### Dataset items
----------
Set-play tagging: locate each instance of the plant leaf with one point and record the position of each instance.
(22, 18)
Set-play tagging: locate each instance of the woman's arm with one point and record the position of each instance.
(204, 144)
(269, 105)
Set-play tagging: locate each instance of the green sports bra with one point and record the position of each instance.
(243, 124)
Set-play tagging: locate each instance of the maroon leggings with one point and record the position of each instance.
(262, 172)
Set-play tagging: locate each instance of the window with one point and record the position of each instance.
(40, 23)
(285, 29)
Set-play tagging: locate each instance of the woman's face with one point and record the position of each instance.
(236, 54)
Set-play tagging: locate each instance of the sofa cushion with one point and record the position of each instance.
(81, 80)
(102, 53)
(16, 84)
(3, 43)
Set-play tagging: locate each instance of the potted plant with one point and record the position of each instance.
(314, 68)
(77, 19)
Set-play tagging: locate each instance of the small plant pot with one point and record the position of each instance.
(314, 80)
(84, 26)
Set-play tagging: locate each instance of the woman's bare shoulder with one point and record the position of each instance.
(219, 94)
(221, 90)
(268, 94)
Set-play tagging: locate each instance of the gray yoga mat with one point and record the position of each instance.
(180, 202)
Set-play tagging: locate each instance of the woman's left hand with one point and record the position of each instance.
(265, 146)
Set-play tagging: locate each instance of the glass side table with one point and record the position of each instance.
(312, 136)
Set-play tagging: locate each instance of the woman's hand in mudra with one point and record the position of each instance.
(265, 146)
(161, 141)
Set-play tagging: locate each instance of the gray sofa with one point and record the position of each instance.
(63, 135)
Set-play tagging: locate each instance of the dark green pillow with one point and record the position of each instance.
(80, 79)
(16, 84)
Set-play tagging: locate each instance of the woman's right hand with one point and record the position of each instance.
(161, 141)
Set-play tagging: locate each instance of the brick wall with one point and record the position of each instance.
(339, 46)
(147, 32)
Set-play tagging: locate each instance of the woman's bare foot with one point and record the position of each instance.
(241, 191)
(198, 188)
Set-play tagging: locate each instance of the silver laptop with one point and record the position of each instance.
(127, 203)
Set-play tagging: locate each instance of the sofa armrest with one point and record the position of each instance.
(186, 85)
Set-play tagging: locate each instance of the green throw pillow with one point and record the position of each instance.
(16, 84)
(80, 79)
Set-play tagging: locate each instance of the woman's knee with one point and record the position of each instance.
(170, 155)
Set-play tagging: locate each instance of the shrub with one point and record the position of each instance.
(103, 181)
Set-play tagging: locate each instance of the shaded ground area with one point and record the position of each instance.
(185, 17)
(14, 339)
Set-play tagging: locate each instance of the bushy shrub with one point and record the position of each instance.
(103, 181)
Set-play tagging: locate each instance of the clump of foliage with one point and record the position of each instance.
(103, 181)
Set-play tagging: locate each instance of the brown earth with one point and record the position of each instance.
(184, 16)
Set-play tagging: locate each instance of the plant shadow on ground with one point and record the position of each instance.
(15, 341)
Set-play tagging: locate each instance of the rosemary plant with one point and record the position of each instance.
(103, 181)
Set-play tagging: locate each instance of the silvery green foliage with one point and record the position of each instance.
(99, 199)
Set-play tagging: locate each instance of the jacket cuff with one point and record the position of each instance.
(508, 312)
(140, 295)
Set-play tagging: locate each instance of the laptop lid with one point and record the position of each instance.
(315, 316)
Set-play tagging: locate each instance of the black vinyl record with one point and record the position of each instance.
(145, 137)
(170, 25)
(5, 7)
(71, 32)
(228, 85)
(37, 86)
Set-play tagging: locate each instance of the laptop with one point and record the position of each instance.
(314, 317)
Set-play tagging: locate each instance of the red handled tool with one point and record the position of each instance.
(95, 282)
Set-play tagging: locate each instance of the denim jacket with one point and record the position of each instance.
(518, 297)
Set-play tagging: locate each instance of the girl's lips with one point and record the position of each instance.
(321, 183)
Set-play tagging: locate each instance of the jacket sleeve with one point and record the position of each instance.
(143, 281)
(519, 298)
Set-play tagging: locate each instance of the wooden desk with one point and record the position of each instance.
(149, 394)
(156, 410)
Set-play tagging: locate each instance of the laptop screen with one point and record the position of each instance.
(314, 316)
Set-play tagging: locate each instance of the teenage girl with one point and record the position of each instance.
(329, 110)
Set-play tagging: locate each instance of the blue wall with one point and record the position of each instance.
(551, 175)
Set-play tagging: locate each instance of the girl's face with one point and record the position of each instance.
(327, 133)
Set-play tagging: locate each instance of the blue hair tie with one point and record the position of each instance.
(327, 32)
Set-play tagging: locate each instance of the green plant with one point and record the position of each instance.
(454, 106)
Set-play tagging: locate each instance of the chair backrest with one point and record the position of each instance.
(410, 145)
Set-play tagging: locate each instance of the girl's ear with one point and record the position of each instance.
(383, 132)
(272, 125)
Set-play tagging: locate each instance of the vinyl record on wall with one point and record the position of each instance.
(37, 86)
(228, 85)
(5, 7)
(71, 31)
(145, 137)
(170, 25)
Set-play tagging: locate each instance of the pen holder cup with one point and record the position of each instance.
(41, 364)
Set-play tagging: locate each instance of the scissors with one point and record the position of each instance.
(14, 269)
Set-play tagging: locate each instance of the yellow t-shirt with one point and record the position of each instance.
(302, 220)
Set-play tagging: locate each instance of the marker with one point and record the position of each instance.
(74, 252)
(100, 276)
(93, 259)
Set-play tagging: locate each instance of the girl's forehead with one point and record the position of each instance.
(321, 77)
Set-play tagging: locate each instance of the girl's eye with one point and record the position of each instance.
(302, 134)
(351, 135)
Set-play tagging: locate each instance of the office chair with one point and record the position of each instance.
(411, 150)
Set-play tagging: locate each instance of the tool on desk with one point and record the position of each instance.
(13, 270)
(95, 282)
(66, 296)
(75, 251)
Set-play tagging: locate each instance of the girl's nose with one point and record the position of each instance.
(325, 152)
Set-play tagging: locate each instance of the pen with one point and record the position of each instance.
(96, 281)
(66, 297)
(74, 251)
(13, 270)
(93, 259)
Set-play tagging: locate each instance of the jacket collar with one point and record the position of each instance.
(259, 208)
----------
### WHAT YOU ARE ASKED TO DO
What you return must match the entries exactly, word for word.

### RESPONSE TO THE EXERCISE
Set-play tagging: locate each instance of the plant leaf with one point and record the position of each instance.
(22, 18)
Set-play tagging: locate each instance of the woman's arm with one point and record the position of each instance.
(204, 144)
(269, 105)
Set-play tagging: locate each instance of the green sports bra with one point and record the position of each instance.
(243, 124)
Set-play tagging: locate each instance of the maroon leggings with one point and record the position of each instance.
(262, 172)
Set-play tagging: locate each instance of the window with one point and record the position of each instance.
(40, 23)
(285, 29)
Set-play tagging: locate each instance of the woman's face with one point and record the position of each instance.
(236, 54)
Set-play tagging: locate each instance of the sofa cushion with one point and record the position of each instance.
(81, 80)
(102, 53)
(16, 84)
(3, 43)
Set-play tagging: locate each instance of the potted plant with one point and record the position of each instance.
(314, 68)
(77, 19)
Set-play tagging: locate each instance of the small plant pot with one point and record the position of each instance.
(314, 80)
(84, 26)
Set-play tagging: locate each instance of the woman's bare shoulder with one point and record the position of each instance.
(219, 94)
(221, 90)
(268, 94)
Set-play tagging: locate each instance of the gray yoga mat with one point and record the position of each instance.
(180, 202)
Set-play tagging: locate each instance of the woman's left hand with one point and record the position of each instance.
(265, 146)
Set-play tagging: locate each instance of the glass side table with one point and record the position of each instance.
(312, 136)
Set-play tagging: locate each instance of the woman's hand in mudra with one point and record the position of each instance.
(265, 146)
(161, 141)
Set-play tagging: locate each instance of the gray sofa with one point and record the position of each instance.
(63, 135)
Set-play tagging: locate each instance of the dark green pillow with one point and record the position of each instance.
(80, 79)
(16, 84)
Set-play tagging: locate each instance of the woman's right hand with one point and record the position of each instance.
(161, 141)
Set-play tagging: locate each instance of the brick wall with one point and record the position of each instance.
(339, 46)
(147, 32)
Set-play tagging: locate each instance of the woman's bare foot with one point and record the position of each instance.
(241, 191)
(198, 188)
Set-play tagging: locate each instance of the silver laptop with one point and record the position of each instance.
(127, 203)
Set-play tagging: locate each instance of the sofa armrest with one point and record the position of each instance.
(186, 85)
Set-play tagging: locate each instance of the green throw pillow with one point and record the position of each instance.
(16, 84)
(80, 79)
Set-play tagging: locate each instance of the woman's knee with one point and record the position of each instance.
(170, 155)
Set-play tagging: locate each instance of the shrub with one point and record the position of each instance.
(103, 181)
Set-play tagging: locate each instance of the shaded ground area with one point and record the position of each instance.
(185, 17)
(14, 339)
Set-play tagging: locate each instance of the bushy shrub with one point and record the position of each instance.
(103, 181)
Set-play tagging: locate each instance of the clump of foliage with one point and record the position of each instance.
(103, 181)
Set-play tagging: locate each instance of the brown earth with one point and record the position of each instance.
(184, 16)
Set-play tagging: locate each instance of the plant shadow on ground with one point and record the position of each instance.
(15, 341)
Set-play tagging: locate each instance of the rosemary plant with one point and record the position of each instance.
(103, 181)
Set-play tagging: locate each instance of the silvery green foliage with one point and record the position of each instance.
(99, 199)
Set-play tagging: locate each instance of the jacket cuff with one point and record the position of each instance.
(508, 312)
(140, 295)
Set-play tagging: locate each instance of the laptop lid with one point and record the position of each instance.
(315, 316)
Set-play tagging: locate each instance of the black vinyl record with one point and record the position of each instance.
(145, 137)
(170, 25)
(5, 7)
(71, 32)
(228, 85)
(37, 86)
Set-play tagging: locate each instance of the laptop with one point and record the position of each instance.
(314, 317)
Set-play tagging: locate each instance of the red handled tool with one point and record the position of each instance.
(95, 282)
Set-play tagging: locate each instance of the denim jacket with one point and record the position of each instance.
(518, 297)
Set-play tagging: locate each instance of the girl's lips with one point and record the position of each instance.
(321, 183)
Set-play tagging: locate each instance of the jacket sleeve with one point and record the position of each instance.
(143, 281)
(519, 298)
Set-play tagging: locate each instance of the wooden desk with one point and record the position of each instance.
(149, 394)
(156, 410)
Set-play tagging: locate each instance of the laptop screen with one point and record the position of each instance.
(314, 316)
Set-play tagging: locate each instance of the teenage girl with one point and record the position of each instance.
(329, 110)
Set-play tagging: locate each instance of the blue wall with one point and record the position of each instance.
(551, 175)
Set-play tagging: locate each instance of the girl's face with one point and record the position of each instance.
(327, 133)
Set-play tagging: locate each instance of the blue hair tie with one point and record the position of each instance.
(327, 32)
Set-play tagging: locate each instance of the green plant with one point and record the position of each instance.
(454, 106)
Set-play tagging: locate each instance of the chair backrest with one point and record the position of each instance.
(410, 145)
Set-play tagging: locate each instance of the girl's ear with one point and record the position of each instance.
(383, 132)
(272, 125)
Set-play tagging: locate each instance of the vinyl record on wall with one point and record the position of each instance.
(37, 86)
(228, 85)
(5, 7)
(71, 31)
(145, 137)
(170, 25)
Set-play tagging: locate each instance of the pen holder cup with one point and record the position of each instance.
(41, 364)
Set-play tagging: locate each instance of the scissors with one point and record the position of each instance.
(14, 269)
Set-play tagging: locate each instance of the yellow t-shirt with one point and record the position of each instance.
(302, 220)
Set-play tagging: locate each instance of the marker with one point and record the position of each instance.
(74, 252)
(100, 276)
(93, 259)
Set-play tagging: locate each instance of the girl's forehead with one point and record the position of each instance.
(321, 77)
Set-play tagging: locate each instance of the girl's eye with one point and record the position of each instance.
(302, 134)
(351, 135)
Set-play tagging: locate each instance of the office chair with one point and record the position of each instance.
(411, 150)
Set-play tagging: locate each instance of the tool on desk with one point and record the position of each instance.
(13, 270)
(95, 282)
(66, 296)
(75, 251)
Set-play tagging: locate each instance of the girl's nose with one point and record the position of each instance.
(325, 152)
Set-play tagging: locate each instance of the pen with one point and record the position of each instance.
(96, 281)
(66, 297)
(74, 251)
(13, 270)
(93, 259)
Set-play tagging: locate each instance of the jacket collar with one point and record the position of each instance.
(259, 208)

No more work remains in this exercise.